(Written request):
Which lines in the material below contain the string "window"? Show each of them.

** Start **

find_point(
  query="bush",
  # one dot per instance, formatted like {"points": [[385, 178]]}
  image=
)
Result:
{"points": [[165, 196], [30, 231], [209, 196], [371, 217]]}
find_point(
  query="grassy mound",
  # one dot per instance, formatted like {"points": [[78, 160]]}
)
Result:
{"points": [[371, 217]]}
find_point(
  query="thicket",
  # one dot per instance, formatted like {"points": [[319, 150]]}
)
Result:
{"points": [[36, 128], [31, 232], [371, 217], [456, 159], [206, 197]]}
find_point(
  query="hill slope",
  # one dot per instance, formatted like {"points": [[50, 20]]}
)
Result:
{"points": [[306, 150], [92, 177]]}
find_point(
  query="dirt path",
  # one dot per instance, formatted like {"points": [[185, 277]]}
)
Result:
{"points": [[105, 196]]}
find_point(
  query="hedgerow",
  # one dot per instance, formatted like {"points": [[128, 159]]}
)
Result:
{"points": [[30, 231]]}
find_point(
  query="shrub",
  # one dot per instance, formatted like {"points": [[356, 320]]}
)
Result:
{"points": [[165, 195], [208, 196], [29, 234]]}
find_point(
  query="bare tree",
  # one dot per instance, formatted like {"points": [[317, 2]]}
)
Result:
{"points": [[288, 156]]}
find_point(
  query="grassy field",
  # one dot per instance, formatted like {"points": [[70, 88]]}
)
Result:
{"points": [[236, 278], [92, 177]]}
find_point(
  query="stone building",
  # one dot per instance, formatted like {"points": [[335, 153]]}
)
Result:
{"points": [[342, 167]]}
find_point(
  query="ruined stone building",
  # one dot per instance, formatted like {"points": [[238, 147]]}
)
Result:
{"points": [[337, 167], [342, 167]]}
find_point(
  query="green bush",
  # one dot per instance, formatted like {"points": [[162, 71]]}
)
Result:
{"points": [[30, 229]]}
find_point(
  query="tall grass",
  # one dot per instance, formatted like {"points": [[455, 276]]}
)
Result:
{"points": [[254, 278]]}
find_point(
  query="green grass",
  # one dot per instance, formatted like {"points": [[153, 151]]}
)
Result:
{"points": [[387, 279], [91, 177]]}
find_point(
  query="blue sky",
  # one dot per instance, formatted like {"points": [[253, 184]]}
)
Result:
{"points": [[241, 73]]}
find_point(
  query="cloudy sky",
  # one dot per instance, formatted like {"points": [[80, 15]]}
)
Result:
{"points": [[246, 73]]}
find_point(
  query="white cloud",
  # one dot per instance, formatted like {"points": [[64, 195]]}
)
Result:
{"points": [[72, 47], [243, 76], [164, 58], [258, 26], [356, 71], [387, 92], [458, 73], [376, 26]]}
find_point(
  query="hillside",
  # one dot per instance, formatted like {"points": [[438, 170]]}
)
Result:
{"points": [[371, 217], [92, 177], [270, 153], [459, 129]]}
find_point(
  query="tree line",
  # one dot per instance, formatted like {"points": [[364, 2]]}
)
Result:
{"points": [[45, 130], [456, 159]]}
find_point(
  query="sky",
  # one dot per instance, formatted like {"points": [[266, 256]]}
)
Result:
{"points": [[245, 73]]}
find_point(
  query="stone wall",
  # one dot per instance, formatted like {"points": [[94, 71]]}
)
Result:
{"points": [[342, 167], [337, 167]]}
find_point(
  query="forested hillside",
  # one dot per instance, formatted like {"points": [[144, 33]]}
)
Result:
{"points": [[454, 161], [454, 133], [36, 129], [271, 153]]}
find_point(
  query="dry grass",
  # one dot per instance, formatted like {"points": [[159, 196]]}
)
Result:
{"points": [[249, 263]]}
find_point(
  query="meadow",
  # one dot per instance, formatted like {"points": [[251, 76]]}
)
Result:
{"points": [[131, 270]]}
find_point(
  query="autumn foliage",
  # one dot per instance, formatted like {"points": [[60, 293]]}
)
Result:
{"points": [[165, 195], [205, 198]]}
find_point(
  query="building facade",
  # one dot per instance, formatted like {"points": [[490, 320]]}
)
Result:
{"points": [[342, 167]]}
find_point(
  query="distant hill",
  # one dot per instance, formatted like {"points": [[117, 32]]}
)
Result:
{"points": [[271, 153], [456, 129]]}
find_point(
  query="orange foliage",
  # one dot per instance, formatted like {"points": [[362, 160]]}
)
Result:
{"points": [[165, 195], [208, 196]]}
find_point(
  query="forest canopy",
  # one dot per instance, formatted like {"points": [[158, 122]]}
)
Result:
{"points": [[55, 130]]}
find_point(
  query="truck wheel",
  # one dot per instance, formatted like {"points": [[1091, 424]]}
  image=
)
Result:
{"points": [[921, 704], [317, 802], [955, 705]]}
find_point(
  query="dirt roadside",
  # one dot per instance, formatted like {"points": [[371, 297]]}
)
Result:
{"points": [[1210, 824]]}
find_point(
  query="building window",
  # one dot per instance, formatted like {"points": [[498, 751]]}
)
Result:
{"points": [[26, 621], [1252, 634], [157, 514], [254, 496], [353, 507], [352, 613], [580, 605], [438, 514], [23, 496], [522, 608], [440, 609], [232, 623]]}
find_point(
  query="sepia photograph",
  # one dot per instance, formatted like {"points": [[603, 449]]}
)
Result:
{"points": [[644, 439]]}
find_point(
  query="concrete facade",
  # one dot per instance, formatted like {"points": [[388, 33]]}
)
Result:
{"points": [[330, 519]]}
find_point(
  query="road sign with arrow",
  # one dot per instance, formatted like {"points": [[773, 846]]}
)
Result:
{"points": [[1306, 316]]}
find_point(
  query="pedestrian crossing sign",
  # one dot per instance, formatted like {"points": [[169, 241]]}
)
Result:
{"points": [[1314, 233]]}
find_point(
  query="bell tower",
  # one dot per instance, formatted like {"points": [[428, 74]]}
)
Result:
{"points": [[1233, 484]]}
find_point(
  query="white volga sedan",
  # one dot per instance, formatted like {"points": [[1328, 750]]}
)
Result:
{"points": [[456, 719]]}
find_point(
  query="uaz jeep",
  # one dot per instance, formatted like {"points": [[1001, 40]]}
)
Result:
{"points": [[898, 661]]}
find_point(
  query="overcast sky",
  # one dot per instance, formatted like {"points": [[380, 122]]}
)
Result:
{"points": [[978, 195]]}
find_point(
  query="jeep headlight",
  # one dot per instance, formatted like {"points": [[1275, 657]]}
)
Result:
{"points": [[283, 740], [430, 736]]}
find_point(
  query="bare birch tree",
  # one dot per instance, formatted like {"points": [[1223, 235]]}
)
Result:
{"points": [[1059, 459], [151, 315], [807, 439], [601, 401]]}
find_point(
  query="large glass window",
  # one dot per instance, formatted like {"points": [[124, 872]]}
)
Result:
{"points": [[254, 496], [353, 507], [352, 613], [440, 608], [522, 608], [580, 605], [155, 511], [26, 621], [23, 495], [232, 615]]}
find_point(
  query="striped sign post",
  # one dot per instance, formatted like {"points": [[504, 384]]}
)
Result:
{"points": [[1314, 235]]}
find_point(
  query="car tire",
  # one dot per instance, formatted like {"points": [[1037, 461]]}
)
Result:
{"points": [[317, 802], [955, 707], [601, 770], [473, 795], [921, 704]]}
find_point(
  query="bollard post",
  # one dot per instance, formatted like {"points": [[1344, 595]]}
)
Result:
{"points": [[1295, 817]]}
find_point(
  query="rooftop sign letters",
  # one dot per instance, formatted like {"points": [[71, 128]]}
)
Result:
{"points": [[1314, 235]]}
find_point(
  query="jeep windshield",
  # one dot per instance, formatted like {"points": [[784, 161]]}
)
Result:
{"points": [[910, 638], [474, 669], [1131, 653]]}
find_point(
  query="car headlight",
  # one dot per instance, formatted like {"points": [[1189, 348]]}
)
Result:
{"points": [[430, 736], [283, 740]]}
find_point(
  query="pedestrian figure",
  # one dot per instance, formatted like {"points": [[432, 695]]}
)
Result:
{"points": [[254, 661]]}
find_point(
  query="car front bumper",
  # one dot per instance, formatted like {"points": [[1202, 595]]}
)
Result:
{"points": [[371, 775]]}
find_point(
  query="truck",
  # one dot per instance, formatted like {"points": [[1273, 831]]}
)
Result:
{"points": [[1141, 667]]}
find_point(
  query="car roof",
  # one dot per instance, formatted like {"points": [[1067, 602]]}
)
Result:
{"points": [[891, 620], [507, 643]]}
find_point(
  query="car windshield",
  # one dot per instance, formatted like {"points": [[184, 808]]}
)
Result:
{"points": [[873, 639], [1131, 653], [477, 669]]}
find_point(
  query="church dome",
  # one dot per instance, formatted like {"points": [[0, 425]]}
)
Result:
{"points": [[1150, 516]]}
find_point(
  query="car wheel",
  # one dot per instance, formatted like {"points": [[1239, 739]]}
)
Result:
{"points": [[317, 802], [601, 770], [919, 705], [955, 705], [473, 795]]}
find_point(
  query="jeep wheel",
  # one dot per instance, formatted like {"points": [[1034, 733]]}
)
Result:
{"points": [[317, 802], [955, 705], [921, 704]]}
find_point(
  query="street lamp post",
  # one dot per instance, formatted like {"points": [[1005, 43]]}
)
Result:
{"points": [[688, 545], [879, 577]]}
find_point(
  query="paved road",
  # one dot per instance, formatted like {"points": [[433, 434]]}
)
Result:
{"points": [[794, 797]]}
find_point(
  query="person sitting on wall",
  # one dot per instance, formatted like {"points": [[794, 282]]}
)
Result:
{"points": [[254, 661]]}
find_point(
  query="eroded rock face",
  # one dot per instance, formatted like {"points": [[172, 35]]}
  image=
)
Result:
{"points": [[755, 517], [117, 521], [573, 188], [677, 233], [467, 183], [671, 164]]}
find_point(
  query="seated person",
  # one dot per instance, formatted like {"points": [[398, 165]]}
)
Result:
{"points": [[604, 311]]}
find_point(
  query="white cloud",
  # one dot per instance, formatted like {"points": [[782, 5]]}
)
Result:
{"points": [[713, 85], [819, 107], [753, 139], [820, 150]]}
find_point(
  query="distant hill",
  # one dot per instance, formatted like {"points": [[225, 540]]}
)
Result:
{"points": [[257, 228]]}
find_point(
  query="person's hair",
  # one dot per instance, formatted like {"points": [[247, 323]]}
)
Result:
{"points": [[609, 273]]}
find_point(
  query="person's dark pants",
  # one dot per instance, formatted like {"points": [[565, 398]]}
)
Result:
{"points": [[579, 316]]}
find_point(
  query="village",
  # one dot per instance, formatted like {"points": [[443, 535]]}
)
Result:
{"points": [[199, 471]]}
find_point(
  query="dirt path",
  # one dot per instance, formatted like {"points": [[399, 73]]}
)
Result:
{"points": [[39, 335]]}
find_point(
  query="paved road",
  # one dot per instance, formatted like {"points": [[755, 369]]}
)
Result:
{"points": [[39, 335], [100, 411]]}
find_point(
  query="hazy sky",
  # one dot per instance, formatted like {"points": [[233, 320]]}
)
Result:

** End **

(Finished answer):
  query="building window",
  query="large glass window",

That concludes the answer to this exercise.